### Records supplied
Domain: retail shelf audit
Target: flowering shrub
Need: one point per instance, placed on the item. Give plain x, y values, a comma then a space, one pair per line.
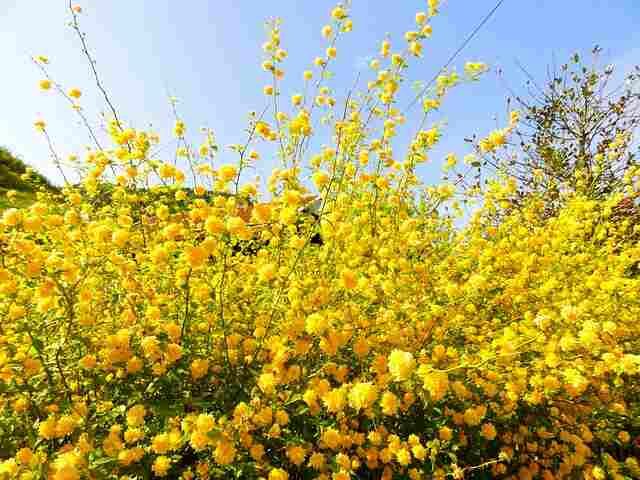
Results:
138, 341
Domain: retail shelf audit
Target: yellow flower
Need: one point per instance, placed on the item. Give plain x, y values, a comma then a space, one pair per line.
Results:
40, 125
488, 431
349, 279
389, 403
362, 395
225, 452
278, 474
267, 383
75, 93
338, 13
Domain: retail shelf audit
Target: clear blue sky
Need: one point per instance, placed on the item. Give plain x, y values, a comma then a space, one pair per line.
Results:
208, 54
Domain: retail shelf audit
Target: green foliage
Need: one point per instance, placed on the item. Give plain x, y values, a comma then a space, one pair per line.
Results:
11, 170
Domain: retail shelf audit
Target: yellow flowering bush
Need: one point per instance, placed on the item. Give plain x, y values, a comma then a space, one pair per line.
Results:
166, 319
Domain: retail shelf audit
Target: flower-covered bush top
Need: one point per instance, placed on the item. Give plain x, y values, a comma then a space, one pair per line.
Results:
141, 337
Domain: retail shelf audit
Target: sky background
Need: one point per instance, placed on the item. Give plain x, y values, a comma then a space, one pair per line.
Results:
208, 55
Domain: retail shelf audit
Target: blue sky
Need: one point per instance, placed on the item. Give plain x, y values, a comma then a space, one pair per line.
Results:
207, 53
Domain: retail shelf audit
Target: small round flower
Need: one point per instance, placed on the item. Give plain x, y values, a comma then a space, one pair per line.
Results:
75, 93
401, 365
161, 466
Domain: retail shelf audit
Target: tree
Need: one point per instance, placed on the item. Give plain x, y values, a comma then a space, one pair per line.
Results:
13, 168
575, 133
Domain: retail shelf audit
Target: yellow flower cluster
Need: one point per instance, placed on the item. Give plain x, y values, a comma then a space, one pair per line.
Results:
156, 328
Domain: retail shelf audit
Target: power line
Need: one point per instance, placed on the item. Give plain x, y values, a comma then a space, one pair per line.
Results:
456, 53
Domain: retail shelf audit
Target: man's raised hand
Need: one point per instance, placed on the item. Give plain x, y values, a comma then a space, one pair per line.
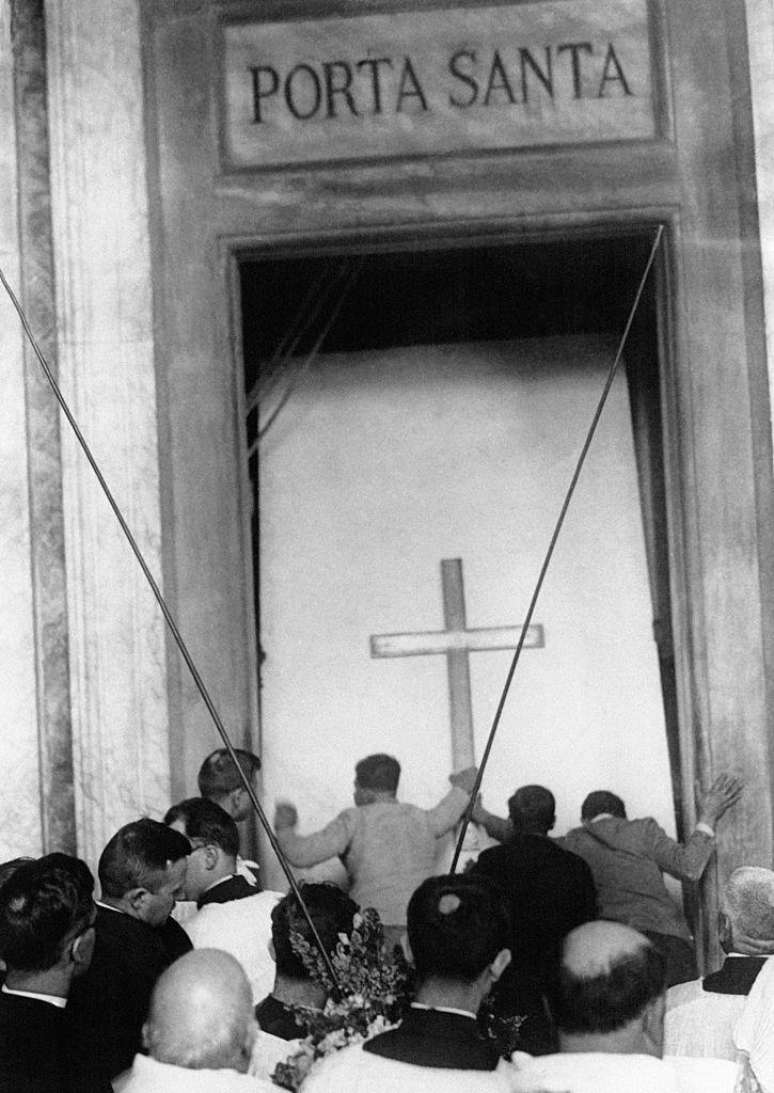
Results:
725, 791
285, 815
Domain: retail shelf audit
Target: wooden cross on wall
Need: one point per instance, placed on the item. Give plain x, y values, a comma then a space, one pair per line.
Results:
456, 642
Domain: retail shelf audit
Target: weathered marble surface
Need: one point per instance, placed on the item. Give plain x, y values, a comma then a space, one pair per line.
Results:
760, 16
105, 342
44, 439
20, 827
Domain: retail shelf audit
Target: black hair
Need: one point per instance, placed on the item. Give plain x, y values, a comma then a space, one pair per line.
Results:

### What you need to do
Without the pictures, restate all of the entries above verbatim.

### Output of the task
Domain: retail shelf audit
Target: flowering shrub
Need: one point per instance, placed on the item. Give plain x, y values, a comma then a space, one pair per line.
Results:
138, 341
Domain: retail shelf audit
Target: yellow flower
Need: one point per instance, placed on the item. Give plain x, y values, a comma then a space, one pair per line.
Results:
40, 125
488, 431
349, 279
389, 403
362, 395
225, 452
278, 474
267, 383
75, 93
338, 13
Domain: retail shelf audit
Target: clear blue sky
Need: one point per instance, placed on the item. Give plain x, y values, a comma then a space, one pair per line.
Results:
208, 54
Domain: retail shelf audit
Target: green foliage
Need: one point per instance, placed on the item. Give plain x, y values, a comma then a space, one pair per line.
Results:
11, 170
Domain: retail shelf audit
Target: yellow flowering bush
Need: one point per instance, placed on the item. Give plain x, y values, a comma then a space, one pair per line.
Results:
166, 319
Domain: retail shelf audit
Target: flower-covered bush top
Need: one point per instance, placed on the item. Give plain x, y values, a comma then a space, one pair per line.
Results:
141, 337
Domain: retail shelf audit
Target: sky background
Need: one point per instance, placed on the item. Give plain x, y values, a comma then a space, one pair per line.
Results:
208, 55
Domain: retail shelf audit
Target: blue sky
Need: one point per instance, placed on the item. Give plain x, y values, a comma then a space, one pair per line.
Results:
207, 53
Domain: retail shelf audit
Target: small round flower
Need: one point per instance, placed on the item. Give plain x, y values, a comma then a space, one pair per line.
Results:
75, 93
401, 365
161, 466
Domain: retail shelf audit
Target: tree
Need: one point per instance, placed on the item. Give plain x, y values, a comma then a space, one pair per line.
Results:
13, 168
575, 133
Domain: retail shelf audit
Target: yellow flower cluster
Need: one point per instance, placed on the item. Give plain x, y values, a comma then a space, one pair per line.
Results:
156, 328
Domain: retail shelf audit
Target: power line
Need: one point per instance, placed on the item. Give plain x, y values, a comma then a space, one pair per line.
Results:
456, 53
Domain: retail shelf audit
Target: man's raised hand
Need: one point per instance, placed on the item. Give plain x, y values, a comma then a space, one pair per line.
Results:
725, 791
285, 815
Domain: retail shelf audit
Target: wooden cross on wall
Need: one point per instance, placed on the item. Give plain x, y values, a comma then a space, one pair per line.
Results:
456, 642
Domain: retail shelf audit
Target: weathered marble surface
Need: one point per instance, placed on the item. Give plain x, y values, a comma then a space, one pair per line.
Results:
760, 16
105, 342
44, 439
20, 827
Domain: retail shelf audit
Target: black hair
Need: one point per instance, placed on the item. Give plain x, y values, a comma then a space, one pair per line.
Results:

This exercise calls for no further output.